**Do this:** Rewrite the stretch of the records below from the line that contains "the horse hind" through the line that contains "372 397 L 361" as a numbered list, both of those lines included and blank lines left out.

================================

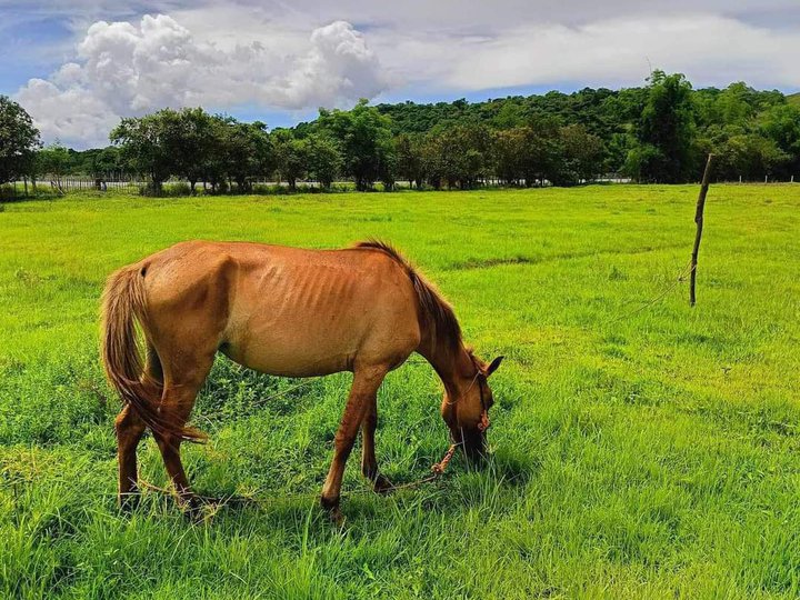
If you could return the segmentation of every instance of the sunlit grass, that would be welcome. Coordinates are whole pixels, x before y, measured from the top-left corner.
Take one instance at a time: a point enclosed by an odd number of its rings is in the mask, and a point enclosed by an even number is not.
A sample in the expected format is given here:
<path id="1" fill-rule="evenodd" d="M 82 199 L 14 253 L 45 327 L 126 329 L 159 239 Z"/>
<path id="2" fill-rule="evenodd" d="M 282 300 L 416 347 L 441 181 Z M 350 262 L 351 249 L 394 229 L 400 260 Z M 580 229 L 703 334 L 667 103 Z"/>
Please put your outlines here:
<path id="1" fill-rule="evenodd" d="M 142 199 L 0 213 L 0 597 L 796 597 L 800 186 L 712 187 L 698 306 L 669 286 L 697 188 Z M 343 528 L 317 508 L 350 377 L 220 360 L 188 447 L 199 491 L 256 500 L 189 524 L 116 510 L 98 298 L 114 268 L 206 238 L 396 243 L 443 290 L 492 378 L 493 457 L 377 497 L 353 453 Z M 629 317 L 628 317 L 629 316 Z M 431 369 L 379 396 L 396 482 L 447 448 Z M 166 486 L 152 440 L 142 476 Z"/>

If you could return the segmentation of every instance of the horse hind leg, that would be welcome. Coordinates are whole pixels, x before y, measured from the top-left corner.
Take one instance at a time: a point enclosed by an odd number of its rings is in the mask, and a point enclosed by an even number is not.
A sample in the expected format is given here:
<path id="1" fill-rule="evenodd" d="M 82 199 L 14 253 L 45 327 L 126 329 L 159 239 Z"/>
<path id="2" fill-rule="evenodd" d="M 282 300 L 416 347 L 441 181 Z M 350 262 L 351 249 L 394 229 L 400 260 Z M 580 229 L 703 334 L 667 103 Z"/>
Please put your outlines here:
<path id="1" fill-rule="evenodd" d="M 372 397 L 361 423 L 361 473 L 372 482 L 372 489 L 378 493 L 391 490 L 389 479 L 378 469 L 374 454 L 374 432 L 378 428 L 378 398 Z"/>
<path id="2" fill-rule="evenodd" d="M 161 362 L 156 349 L 150 343 L 148 343 L 147 348 L 144 372 L 151 380 L 161 383 Z M 139 418 L 130 406 L 124 406 L 114 420 L 119 466 L 119 502 L 123 510 L 131 510 L 139 499 L 137 448 L 144 434 L 144 421 Z"/>
<path id="3" fill-rule="evenodd" d="M 347 459 L 352 450 L 356 436 L 358 436 L 361 421 L 367 414 L 370 403 L 376 401 L 378 388 L 383 382 L 387 371 L 388 369 L 384 367 L 373 367 L 356 369 L 353 373 L 350 396 L 334 439 L 333 460 L 320 498 L 322 507 L 330 512 L 336 521 L 341 520 L 339 499 Z"/>
<path id="4" fill-rule="evenodd" d="M 164 364 L 164 389 L 161 397 L 161 413 L 172 423 L 183 427 L 189 420 L 197 394 L 206 380 L 211 364 L 213 352 L 207 356 L 182 356 L 180 369 L 174 364 Z M 180 457 L 180 446 L 183 441 L 180 436 L 167 432 L 153 432 L 156 443 L 161 451 L 167 472 L 172 481 L 179 501 L 190 516 L 197 516 L 200 502 L 191 490 L 189 479 L 183 469 Z"/>

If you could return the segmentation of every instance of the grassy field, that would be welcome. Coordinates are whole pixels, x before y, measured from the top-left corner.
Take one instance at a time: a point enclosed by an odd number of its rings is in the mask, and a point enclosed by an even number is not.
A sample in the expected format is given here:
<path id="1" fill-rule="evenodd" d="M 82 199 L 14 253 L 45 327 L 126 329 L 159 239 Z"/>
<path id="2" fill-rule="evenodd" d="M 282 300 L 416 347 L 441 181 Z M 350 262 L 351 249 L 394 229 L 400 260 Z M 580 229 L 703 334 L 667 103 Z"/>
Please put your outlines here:
<path id="1" fill-rule="evenodd" d="M 698 306 L 637 311 L 691 250 L 697 187 L 270 198 L 70 197 L 0 212 L 2 598 L 794 598 L 800 593 L 800 186 L 712 187 Z M 292 381 L 220 360 L 186 448 L 188 523 L 116 508 L 119 403 L 98 360 L 106 276 L 191 238 L 394 242 L 507 356 L 488 467 L 377 497 L 351 460 L 334 528 L 317 494 L 348 374 Z M 631 316 L 627 316 L 633 312 Z M 281 390 L 286 394 L 268 398 Z M 394 482 L 447 448 L 413 362 L 379 394 Z M 166 486 L 154 442 L 142 476 Z M 356 457 L 356 454 L 354 454 Z"/>

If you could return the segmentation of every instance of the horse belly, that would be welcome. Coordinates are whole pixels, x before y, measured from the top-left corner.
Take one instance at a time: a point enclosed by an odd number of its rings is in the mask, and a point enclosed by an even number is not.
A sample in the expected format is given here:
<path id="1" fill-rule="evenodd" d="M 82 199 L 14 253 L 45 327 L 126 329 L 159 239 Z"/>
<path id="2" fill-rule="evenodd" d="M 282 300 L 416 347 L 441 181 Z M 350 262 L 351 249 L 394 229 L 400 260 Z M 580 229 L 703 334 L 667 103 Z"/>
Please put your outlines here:
<path id="1" fill-rule="evenodd" d="M 221 350 L 240 364 L 272 376 L 316 377 L 352 369 L 357 344 L 336 332 L 312 337 L 297 333 L 284 327 L 253 327 Z"/>

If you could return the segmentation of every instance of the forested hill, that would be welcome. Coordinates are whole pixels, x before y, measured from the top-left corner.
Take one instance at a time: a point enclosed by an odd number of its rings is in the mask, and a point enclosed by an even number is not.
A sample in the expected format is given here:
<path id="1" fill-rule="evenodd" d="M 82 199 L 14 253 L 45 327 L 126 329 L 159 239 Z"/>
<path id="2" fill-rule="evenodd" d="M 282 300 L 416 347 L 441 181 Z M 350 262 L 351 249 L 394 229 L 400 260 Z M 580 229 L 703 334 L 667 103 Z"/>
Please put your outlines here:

================================

**Solved problem:**
1. If you could return the segmentation of every instance of the horse hind leg, that would be welcome. Coordinates are whole pixels, x before y, measured from the top-left corner.
2. Take one instance at a time: a point enclosed by an odd number of its rings is in the mask, and a point enclosed by an even number is not.
3. A sample in the expected format is given here:
4. <path id="1" fill-rule="evenodd" d="M 82 199 L 14 253 L 45 327 L 126 329 L 159 239 Z"/>
5. <path id="2" fill-rule="evenodd" d="M 282 300 L 416 347 L 441 181 Z M 350 262 L 351 249 L 394 229 L 400 260 Z M 580 229 L 703 334 L 667 103 Z"/>
6. Please put your outlines here:
7. <path id="1" fill-rule="evenodd" d="M 372 397 L 361 423 L 361 473 L 372 482 L 372 489 L 378 493 L 391 490 L 389 479 L 378 469 L 374 454 L 374 432 L 378 428 L 378 398 Z"/>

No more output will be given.